------ Provided records ------

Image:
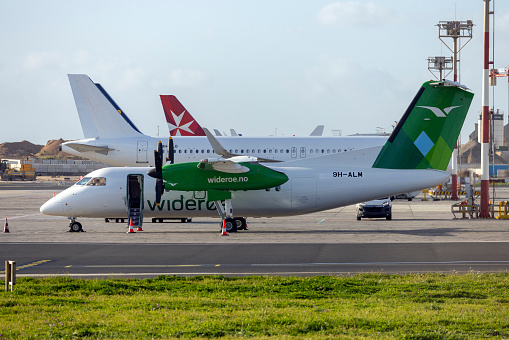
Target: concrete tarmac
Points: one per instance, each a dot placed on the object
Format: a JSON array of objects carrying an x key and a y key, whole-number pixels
[{"x": 423, "y": 236}]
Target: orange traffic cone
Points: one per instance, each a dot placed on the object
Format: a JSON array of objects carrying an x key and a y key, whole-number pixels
[
  {"x": 223, "y": 229},
  {"x": 131, "y": 230}
]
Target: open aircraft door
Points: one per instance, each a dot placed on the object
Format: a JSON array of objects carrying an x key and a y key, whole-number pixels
[
  {"x": 135, "y": 199},
  {"x": 304, "y": 193},
  {"x": 141, "y": 155}
]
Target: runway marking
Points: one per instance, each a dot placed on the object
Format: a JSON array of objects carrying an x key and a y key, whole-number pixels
[
  {"x": 23, "y": 216},
  {"x": 28, "y": 265},
  {"x": 280, "y": 264}
]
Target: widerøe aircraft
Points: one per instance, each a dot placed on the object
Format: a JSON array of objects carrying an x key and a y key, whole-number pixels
[
  {"x": 113, "y": 139},
  {"x": 414, "y": 157}
]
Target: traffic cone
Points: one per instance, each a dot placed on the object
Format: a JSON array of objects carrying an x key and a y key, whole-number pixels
[
  {"x": 223, "y": 229},
  {"x": 131, "y": 230}
]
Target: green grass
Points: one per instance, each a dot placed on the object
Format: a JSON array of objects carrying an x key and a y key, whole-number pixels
[{"x": 429, "y": 306}]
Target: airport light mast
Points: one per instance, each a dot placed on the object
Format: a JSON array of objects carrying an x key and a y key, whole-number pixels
[
  {"x": 485, "y": 126},
  {"x": 440, "y": 64},
  {"x": 455, "y": 30}
]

------

* [Your instructions]: Reproduce all the lines above, replacing every occurrence of "traffic cone" with "safety cone" and keeping everything else unchanged. Leave out the pictures.

* [Solution for this exercise]:
Image:
Target: concrete tarmac
Points: one per instance, each a dot placed on the object
Format: a JSON array of objects carrying an x key and a y key, whole-number pixels
[{"x": 423, "y": 236}]
Target: orange safety cone
Points: one per instance, each a dot placed on the object
Format: a JSON array of objects carrying an x key and a y key, whole-number pixels
[
  {"x": 223, "y": 229},
  {"x": 131, "y": 230}
]
Target: open aircraft door
Points: one per instance, each a dot placed on the object
Format: a JSON array of objects carrying an x key and a y key, whole-number pixels
[
  {"x": 135, "y": 199},
  {"x": 304, "y": 193},
  {"x": 141, "y": 155}
]
Target: runway marking
Points: one per instance, each a dot placed on the object
Format: a JSON array of objects carrying an x key and a y key, whole-number pixels
[
  {"x": 23, "y": 216},
  {"x": 28, "y": 265},
  {"x": 280, "y": 264}
]
Target: widerøe aircraft
Points: one per instance, each a dot placed on the object
Format: a JSON array of objects carrying an x key and a y key, whole-number pixels
[
  {"x": 113, "y": 139},
  {"x": 414, "y": 157}
]
Target: safety cone
Points: one per instance, each a dot placed on the object
Format: a JSON array of objects carrying an x key and a y key, whole-number pixels
[
  {"x": 223, "y": 229},
  {"x": 131, "y": 230}
]
Target: green grass
Points: one per instance, each a dot placed on the object
Format: a JSON array of objects carrying an x key and a y key, whole-number pixels
[{"x": 429, "y": 306}]
Target: airport light mast
Points: one per instance, each a dot placed on the object
Format: a JSON array of objects carrying an x key and a y key, whole-number pixels
[
  {"x": 485, "y": 126},
  {"x": 440, "y": 64},
  {"x": 455, "y": 30}
]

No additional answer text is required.